## [EXERCISE INPUT]
════════════════

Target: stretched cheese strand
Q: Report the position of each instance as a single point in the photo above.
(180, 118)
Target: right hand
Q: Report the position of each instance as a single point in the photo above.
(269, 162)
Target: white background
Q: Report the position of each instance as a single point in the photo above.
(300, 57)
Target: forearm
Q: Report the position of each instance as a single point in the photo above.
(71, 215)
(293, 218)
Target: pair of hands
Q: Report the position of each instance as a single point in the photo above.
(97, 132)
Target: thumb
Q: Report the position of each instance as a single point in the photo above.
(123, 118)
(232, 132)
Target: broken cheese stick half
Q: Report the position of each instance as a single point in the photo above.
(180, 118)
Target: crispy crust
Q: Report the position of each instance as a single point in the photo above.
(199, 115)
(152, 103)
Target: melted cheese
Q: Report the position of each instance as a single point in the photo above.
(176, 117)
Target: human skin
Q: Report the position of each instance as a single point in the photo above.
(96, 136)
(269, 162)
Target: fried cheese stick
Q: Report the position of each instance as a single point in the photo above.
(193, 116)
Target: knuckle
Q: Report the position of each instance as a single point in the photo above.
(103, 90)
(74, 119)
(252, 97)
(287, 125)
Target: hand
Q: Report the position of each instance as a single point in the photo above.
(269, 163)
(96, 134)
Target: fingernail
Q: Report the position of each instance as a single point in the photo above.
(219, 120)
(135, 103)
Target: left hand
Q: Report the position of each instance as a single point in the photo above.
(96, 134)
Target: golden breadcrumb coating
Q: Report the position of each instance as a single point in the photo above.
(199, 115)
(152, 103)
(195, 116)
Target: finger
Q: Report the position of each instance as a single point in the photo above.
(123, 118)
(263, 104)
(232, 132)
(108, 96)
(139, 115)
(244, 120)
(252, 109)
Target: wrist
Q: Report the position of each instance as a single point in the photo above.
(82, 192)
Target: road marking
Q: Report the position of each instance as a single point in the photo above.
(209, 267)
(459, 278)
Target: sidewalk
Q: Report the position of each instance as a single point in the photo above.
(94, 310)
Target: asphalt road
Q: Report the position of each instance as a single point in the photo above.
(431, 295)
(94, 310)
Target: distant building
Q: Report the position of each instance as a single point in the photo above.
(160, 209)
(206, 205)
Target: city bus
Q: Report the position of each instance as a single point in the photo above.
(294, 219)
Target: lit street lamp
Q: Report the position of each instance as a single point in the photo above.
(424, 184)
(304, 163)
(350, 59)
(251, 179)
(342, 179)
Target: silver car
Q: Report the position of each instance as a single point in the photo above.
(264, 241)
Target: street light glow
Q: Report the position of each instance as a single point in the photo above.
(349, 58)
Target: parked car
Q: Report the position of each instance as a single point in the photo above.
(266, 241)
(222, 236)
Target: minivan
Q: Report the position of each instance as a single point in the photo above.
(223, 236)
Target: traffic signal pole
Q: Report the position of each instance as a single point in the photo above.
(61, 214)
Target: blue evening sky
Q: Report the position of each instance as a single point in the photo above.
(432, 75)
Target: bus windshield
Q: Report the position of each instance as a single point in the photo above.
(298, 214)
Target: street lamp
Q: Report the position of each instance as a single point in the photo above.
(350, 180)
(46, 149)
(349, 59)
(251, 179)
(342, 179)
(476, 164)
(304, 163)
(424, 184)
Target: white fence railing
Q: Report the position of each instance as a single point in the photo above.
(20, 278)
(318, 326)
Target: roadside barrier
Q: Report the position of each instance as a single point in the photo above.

════════════════

## [EXERCISE DETAILS]
Output all of the data again. Match it exactly.

## [WRITTEN SOLUTION]
Target: stretched cheese strand
Q: Report the position of each instance as a single point in the photo above.
(180, 118)
Target: right hand
Q: Report the position of each instance as a single point in the photo above.
(269, 162)
Target: white background
Q: Report the position of each instance as a single point in the photo above.
(300, 57)
Target: forearm
Q: Report the position of each instance as a single point in the photo above.
(71, 215)
(293, 218)
Target: pair of hands
Q: Report the position of each instance as a single point in the photo above.
(97, 132)
Target: thumb
Q: Report the position of each instance as a single point in the photo above.
(123, 118)
(232, 132)
Target: broken cheese stick half
Q: Report the position of each instance as a single point in the photo above.
(180, 118)
Target: crispy crust
Q: Report the position of each instance as a single point in the photo above.
(199, 115)
(152, 103)
Target: melted cheese
Q: Report the position of each instance as a single point in the photo above.
(176, 117)
Target: human skin
Q: Report the position of each instance as a single point in the photo above.
(96, 136)
(269, 162)
Target: fried cheese stick
Q: Report the position of each instance as a single point in the photo above.
(193, 116)
Target: knuckle
Q: Report the position of each instance as a single point in the photo above.
(103, 90)
(74, 119)
(252, 97)
(287, 125)
Target: hand
Q: Report the position of each instance as a single point in the photo above.
(269, 163)
(96, 134)
Target: fingernail
Q: Report the position of each instance as a single point in the photo above.
(219, 120)
(135, 103)
Target: left hand
Q: Report the position of each instance as a single point in the photo above.
(96, 134)
Target: golden breadcrumb coating
Q: Report the position of each instance as a single point in the photo above.
(199, 115)
(152, 103)
(195, 116)
Target: finger
Q: Report the position of each instance as a single point in the photo above.
(123, 118)
(263, 104)
(232, 132)
(108, 96)
(139, 115)
(244, 120)
(252, 109)
Target: wrist
Q: Report the position of each instance as a single point in the photo above.
(82, 192)
Target: road marking
Q: Report the position of each instance as a single point in the photo above.
(209, 267)
(459, 278)
Target: sidewalk
Q: Report the position of each instance as a single point in the photo above.
(94, 310)
Target: asphalt road
Q: Report the position of each instance as a single point in the photo above.
(431, 295)
(94, 310)
Target: distant building
Q: Report the position of each instance as a single point in the photo above.
(160, 209)
(206, 205)
Target: city bus
Q: Report the position of each instance as a single point in the photo above.
(294, 219)
Target: lit street lamp
Q: Report the position of each instance as a single point in the photo above.
(424, 184)
(304, 163)
(350, 59)
(251, 179)
(342, 179)
Target: silver car
Q: Report the position of each instance as a single point in the photo above.
(264, 241)
Target: street light glow
Q: Report the position of each instance as a single point in the photo above.
(349, 58)
Target: parked car
Q: Report the position of each instance as a single point in the photo above.
(266, 241)
(222, 236)
Target: minivan
Q: Report the position of each instance as a single point in the photo above.
(223, 236)
Target: traffic signal pole
Q: Report the position of each instance as a single point in the photo above.
(61, 214)
Target: blue evening sky
Q: Report the position of each instance as a single point in the photo above.
(432, 75)
Target: bus windshield
Q: Report the position of each instance as a single point in the photo above.
(298, 214)
Target: street lamp
Q: Report the position of each instance as a single point in the photo above.
(350, 180)
(46, 149)
(349, 59)
(251, 179)
(342, 179)
(476, 164)
(304, 163)
(424, 184)
Target: white fence railing
Q: Report the position of each instance as a single point in the photo above.
(20, 278)
(318, 326)
Target: roadside barrier
Q: Report the position of each instance as a single point in the photo above.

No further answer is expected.